Data extract =>
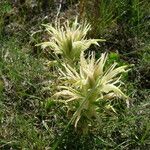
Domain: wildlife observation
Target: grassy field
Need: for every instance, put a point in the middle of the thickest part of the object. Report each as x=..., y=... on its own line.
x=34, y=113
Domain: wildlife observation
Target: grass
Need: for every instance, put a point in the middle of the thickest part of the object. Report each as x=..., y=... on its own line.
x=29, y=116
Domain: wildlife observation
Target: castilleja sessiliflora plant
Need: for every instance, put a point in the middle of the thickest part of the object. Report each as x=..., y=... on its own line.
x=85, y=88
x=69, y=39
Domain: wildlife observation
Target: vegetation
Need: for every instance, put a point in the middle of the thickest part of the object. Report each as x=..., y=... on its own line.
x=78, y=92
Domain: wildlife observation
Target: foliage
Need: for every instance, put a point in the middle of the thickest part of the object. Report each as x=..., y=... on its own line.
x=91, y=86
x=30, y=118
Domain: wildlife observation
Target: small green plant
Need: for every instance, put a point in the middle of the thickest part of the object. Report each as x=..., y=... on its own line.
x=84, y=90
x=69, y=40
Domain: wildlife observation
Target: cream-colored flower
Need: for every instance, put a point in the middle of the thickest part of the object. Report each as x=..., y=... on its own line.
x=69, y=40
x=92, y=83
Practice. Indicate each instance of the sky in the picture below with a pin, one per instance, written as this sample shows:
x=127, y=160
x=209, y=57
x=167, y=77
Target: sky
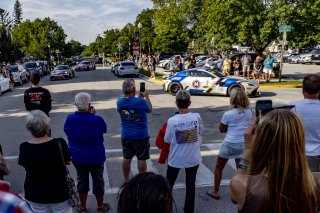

Problem to solve =>
The answer must be every line of the listing that holds the word "Target".

Answer area =>
Target: grassy field
Target: grass
Target: castilleja sessiliflora plant
Target: vegetation
Target: foliage
Target: small green plant
Target: cream-colored flower
Target: sky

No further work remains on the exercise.